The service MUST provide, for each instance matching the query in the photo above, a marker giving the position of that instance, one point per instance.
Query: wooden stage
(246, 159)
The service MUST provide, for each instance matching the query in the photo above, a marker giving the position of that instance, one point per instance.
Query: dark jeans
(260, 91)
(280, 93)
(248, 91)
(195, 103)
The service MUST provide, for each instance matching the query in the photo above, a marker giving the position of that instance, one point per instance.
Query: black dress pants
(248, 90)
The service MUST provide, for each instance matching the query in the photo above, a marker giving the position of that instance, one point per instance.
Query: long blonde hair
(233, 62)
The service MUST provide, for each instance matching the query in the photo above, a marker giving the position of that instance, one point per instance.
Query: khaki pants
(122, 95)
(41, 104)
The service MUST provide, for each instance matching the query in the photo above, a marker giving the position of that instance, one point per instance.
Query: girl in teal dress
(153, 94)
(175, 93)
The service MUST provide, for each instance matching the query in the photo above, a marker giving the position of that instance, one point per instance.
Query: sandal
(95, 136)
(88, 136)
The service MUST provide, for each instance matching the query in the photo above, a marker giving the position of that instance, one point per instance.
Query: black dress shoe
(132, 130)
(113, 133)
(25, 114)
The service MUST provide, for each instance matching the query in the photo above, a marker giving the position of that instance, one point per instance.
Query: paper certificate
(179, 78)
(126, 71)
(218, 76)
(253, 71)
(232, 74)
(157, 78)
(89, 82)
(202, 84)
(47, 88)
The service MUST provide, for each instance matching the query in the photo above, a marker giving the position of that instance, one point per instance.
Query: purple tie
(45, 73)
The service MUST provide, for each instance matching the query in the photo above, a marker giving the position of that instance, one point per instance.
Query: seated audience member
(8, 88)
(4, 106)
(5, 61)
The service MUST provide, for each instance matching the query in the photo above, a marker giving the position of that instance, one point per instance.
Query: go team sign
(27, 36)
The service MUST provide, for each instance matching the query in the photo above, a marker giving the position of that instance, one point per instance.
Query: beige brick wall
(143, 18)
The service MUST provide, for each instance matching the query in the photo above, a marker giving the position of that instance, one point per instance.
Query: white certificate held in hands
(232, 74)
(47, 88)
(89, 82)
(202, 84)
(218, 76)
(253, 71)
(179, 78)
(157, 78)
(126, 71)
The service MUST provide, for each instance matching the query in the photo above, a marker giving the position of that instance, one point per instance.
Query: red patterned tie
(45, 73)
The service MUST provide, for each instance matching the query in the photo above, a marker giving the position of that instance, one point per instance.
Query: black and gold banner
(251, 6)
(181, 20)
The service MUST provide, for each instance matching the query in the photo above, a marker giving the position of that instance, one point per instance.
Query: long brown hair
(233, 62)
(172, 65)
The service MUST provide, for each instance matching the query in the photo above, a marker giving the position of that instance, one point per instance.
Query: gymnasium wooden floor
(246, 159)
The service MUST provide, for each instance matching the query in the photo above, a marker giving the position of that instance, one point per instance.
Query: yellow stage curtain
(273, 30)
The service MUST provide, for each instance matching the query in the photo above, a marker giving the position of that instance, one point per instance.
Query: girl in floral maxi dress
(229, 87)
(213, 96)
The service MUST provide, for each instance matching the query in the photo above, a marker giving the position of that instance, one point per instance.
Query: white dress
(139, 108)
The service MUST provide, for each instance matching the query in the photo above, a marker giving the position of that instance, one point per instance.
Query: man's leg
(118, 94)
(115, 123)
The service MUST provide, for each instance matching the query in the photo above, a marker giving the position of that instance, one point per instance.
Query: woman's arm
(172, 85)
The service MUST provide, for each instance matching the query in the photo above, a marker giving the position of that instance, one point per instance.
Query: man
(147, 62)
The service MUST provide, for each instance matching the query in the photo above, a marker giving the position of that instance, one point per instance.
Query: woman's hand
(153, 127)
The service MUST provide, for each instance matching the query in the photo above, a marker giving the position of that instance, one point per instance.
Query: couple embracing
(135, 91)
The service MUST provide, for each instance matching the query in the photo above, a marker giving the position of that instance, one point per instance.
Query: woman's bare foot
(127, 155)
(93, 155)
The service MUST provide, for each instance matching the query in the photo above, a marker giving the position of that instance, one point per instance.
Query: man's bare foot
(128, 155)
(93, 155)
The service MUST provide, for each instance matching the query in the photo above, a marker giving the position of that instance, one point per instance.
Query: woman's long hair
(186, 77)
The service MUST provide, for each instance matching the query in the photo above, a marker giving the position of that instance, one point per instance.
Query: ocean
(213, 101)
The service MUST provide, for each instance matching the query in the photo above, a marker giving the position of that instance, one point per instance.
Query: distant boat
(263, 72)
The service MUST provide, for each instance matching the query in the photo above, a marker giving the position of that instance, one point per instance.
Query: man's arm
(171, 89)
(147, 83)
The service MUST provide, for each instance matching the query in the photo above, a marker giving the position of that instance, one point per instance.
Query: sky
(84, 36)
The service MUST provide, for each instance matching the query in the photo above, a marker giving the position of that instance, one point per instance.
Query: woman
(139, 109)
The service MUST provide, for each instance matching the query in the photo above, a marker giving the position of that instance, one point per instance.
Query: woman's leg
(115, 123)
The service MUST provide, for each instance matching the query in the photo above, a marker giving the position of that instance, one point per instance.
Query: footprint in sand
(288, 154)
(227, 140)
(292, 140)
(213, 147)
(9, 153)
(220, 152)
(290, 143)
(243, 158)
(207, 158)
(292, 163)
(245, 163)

────

TRY IT: Every entry needs to be retyped exactly.

SOLUTION FOR THIS TASK:
The service MUST provide, for each instance matching the query in the photo above, a marker giving the position of that instance, one point per instance.
Query: wooden stage
(246, 159)
The service MUST provide, for each instance matching the query in the photo above, a marker giving the position of that instance, one point per instance.
Query: dark jeans
(260, 91)
(280, 93)
(248, 91)
(195, 103)
The service MUST provide, for each instance matching the query in the photo above, a marker giving the position of that instance, one point per instance.
Query: black dress pants
(248, 90)
The service MUST provide, for each instance matching the query in the photo above, a marker giving the position of that instance, one point per instance.
Query: long blonde hair
(233, 62)
The service MUST provide, for each instance matching the query in the photo above, a marker giving the position of that instance, one point per instance.
Query: khaki pants
(122, 95)
(41, 104)
The service MUST provide, for each instance matching the query in the photo above, a marker giving the position of that instance, one point per instance.
Query: girl in teal dress
(153, 94)
(175, 93)
The service MUST provide, for each instance matching the query in the photo above, a marker giving the position of that instance, one point per instance.
Query: sandal
(95, 136)
(88, 136)
The service MUST provide, for each instance matching the query in the photo above, a marker giving the position of that instance, one point per instance.
Query: black dress shoe
(132, 130)
(113, 133)
(25, 114)
The service MUST provide, for each instance matching the query in the photo above, a marker giving the position of that instance, one point per instance.
Query: paper certificate
(179, 78)
(126, 71)
(218, 76)
(253, 71)
(232, 74)
(157, 78)
(89, 82)
(202, 84)
(47, 88)
The service MUST provide, for each instance matching the query in the photo above, a marker giving the position of that instance, one point per instance.
Query: purple tie
(45, 73)
The service MUST provide, for each instance matching the query in the photo above, a marker giving the position of that instance, one point per instance.
Query: seated audience member
(8, 88)
(4, 106)
(5, 61)
The service MUST provide, for each instance matching the query in the photo above, a marker giving the position of that instance, one point per instance.
Query: go team sign
(27, 36)
The service MUST provide, for each instance matching the query in the photo above, a marker giving the position of that instance, one point per instance.
Query: beige brick wall
(143, 18)
The service MUST provide, for each instance matching the query in the photo above, a marker giving the position of that instance, one point per instance.
Query: white certificate held in hands
(232, 74)
(47, 88)
(89, 82)
(202, 84)
(218, 76)
(253, 71)
(179, 78)
(157, 78)
(126, 71)
The service MUST provide, for each instance matching the query in the photo above, a marker giving the position of that instance, one point per instance.
Query: red patterned tie
(45, 73)
The service MUST provide, for each instance matching the query in the photo above, a marker giving the position of that instance, one point per instance.
Query: black and gold banner
(251, 6)
(181, 20)
The service MUST provide, for each instance matching the query in the photo above, a marker giving the position of that instance, one point per instance.
Query: long brown hair
(233, 62)
(172, 65)
The service MUST provide, for each instance matching the query in the photo above, a marker giving the position of that instance, one point per instance.
Query: gymnasium wooden floor
(246, 159)
The service MUST provide, for each instance matching the query in the photo above, a marker giving the position of that instance, one point per instance.
Query: yellow stage curtain
(273, 30)
The service MUST provide, for each instance matching the query in the photo above, a marker giving the position of that instance, one point per instance.
Query: girl in floral maxi dress
(229, 87)
(213, 96)
The service MUST provide, for each instance matching the query in the photo above, a marker giving the position of that instance, one point per instance.
Query: white dress
(139, 108)
The service MUST provide, for each instance matching the query in the photo above, a marker giving the position of that instance, one point per instance.
Query: man's leg
(118, 94)
(115, 123)
The service MUST provide, for each instance matching the query in the photo above, a marker giving the position of that instance, one point per instance.
Query: woman's arm
(172, 85)
The service MUST provide, for each instance matching the query in the photo above, a marker giving the position of that instance, one point per instance.
Query: man
(147, 62)
The service MUST provide, for each instance matching the query in the photo above, a marker giving the position of that instance, one point per instance.
Query: woman's hand
(153, 127)
The service MUST provide, for each instance matching the query in the photo above, a marker giving the position of that instance, one point per instance.
Query: couple embracing
(135, 91)
The service MUST provide, for each instance matching the query in the photo above, a marker giving the position of that instance, one point per instance.
Query: woman's bare foot
(127, 155)
(93, 155)
The service MUST provide, for each instance matching the query in the photo above, a marker giving the position of that instance, one point per instance.
Query: man's bare foot
(128, 155)
(93, 155)
The service MUST provide, for each instance matching the query in the photo above, a marker giving the position of that instance, one point per instance.
Query: woman's long hair
(186, 77)
The service MUST provide, for each instance matching the query in the photo above, a marker giving the position of that instance, one point per instance.
Query: ocean
(213, 101)
The service MUST provide, for each instance matching the query in the photo above, a marker giving the position of that instance, one point per instance.
Query: distant boat
(263, 72)
The service MUST provide, for each instance matching the query in the photo above, a marker giving the position of that instance, one point per instance.
Query: man's arm
(171, 89)
(147, 83)
The service MUST provide, for each instance matching the query in the photo above, a marker giving the position of that instance, one point per instance.
Query: sky
(84, 36)
The service MUST provide, for each instance matching the query in the photo above, a marker giving the position of that instance, one point per instance.
Query: woman
(139, 109)
The service MUST provide, for each instance matching the query in the photo above, a marker giving the position of that instance, one point per instance.
Query: woman's leg
(115, 123)
The service MUST provide, for each instance matching the query in the photo above, a marker giving the position of that instance, one point per instance.
Query: footprint in sand
(288, 154)
(227, 140)
(292, 140)
(213, 147)
(9, 153)
(220, 152)
(290, 143)
(243, 158)
(207, 158)
(292, 163)
(245, 163)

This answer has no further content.